*** Opening of INFORMATION SHOWN ***

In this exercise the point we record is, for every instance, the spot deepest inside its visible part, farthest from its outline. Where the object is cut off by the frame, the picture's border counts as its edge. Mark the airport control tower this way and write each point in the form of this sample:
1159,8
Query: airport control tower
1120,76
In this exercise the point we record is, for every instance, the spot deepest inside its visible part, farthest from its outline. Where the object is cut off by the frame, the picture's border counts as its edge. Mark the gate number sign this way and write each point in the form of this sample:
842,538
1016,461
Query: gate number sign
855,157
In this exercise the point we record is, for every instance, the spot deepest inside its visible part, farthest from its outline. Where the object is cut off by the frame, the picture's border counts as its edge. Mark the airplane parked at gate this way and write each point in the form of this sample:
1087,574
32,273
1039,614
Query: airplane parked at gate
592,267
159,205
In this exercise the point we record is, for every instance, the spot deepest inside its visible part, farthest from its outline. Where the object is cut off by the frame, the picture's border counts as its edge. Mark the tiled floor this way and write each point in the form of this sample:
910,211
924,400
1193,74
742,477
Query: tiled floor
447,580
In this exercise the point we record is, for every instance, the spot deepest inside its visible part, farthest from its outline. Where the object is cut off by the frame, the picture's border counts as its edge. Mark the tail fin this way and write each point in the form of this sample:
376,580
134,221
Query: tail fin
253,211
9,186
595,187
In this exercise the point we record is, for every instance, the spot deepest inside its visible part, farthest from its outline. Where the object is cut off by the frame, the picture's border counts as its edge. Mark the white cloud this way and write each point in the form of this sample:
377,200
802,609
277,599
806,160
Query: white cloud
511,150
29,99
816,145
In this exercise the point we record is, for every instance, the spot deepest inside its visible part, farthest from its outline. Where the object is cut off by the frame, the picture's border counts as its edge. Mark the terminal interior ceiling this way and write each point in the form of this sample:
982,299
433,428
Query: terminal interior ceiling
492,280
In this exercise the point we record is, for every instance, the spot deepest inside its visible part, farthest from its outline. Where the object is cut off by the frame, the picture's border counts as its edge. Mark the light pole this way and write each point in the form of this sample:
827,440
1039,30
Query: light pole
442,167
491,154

*** Close of INFORMATION SHOWN ***

**TASK DESCRIPTION**: Output the records above precisely.

**ANSWER SECTION**:
In this exercise the point we record is, for every instance, the spot deepest inside its visible part, farthest from its outline. Where the object is cut off by the frame, the picture's border counts as its edge. Mark the airport control tower this way and write each point in the form of this sample:
1159,8
Query: airport control tower
1120,76
In this exercise the point we record is, for every instance, the spot deepest inside its visible part, farthest from its outline. Where the object is cut off by the frame, the picture's border counts as its edge. Mark the gate number sign this way and write each point in the form of this sample:
842,538
1016,461
Query: gate number sign
855,157
In this exercise the point we record is, for every instance, the spot deepest inside its visible part, farthest from its outline. Where the object is cut off by the frame, the picture's border counts as its edge. Mark the airplane parked at gate this way and write each point in the form of this sample:
1087,574
32,273
1039,614
Query: airplane parked at gate
592,267
159,205
In this exercise the point we record is, for every instance, the spot deepest inside its visible part, farthest from its outline. Where the object is cut off by the frame, the picture's border counts as its edge. Mark the tiled floor this way and write each point in the form of this sample:
910,211
924,400
1193,74
742,477
Query: tiled floor
447,580
In this exercise the point we record is, for every instance, the spot deepest inside its visible part, farthest from its outline. Where the object is cut off by the frame, the picture's border counts as its edge. Mark the tail fin this way and write each point in the form of this sample:
376,580
134,221
Query: tail fin
253,211
9,186
595,187
In this exercise the point we record is, for every instance, the spot deepest inside its visible part, farthest from its outline. Where the object is cut off by the frame, the picture's border counts as its edge. Mark the white cloud this way and write each point in the form of this sample:
377,200
802,609
277,599
806,160
Query: white cloud
511,150
29,99
816,145
In this exercise the point we record is, for every instance, the spot deepest inside its visible part, farthest from its outline. Where the object is cut off by the frame, the picture's border counts as its edge. Mark the terminal interior ceiling this way and write each point in the form of this sample:
982,299
433,428
Query: terminal interior ceiling
492,280
In this exercise the point we record is, for every instance, the spot deepest inside its visible part, farthest from its outline. Where the object is cut off by the frame, the picture's border counts as its edge. Mark the light pole this way and write each point in the form of this sample:
827,440
1039,30
Query: light pole
442,167
491,154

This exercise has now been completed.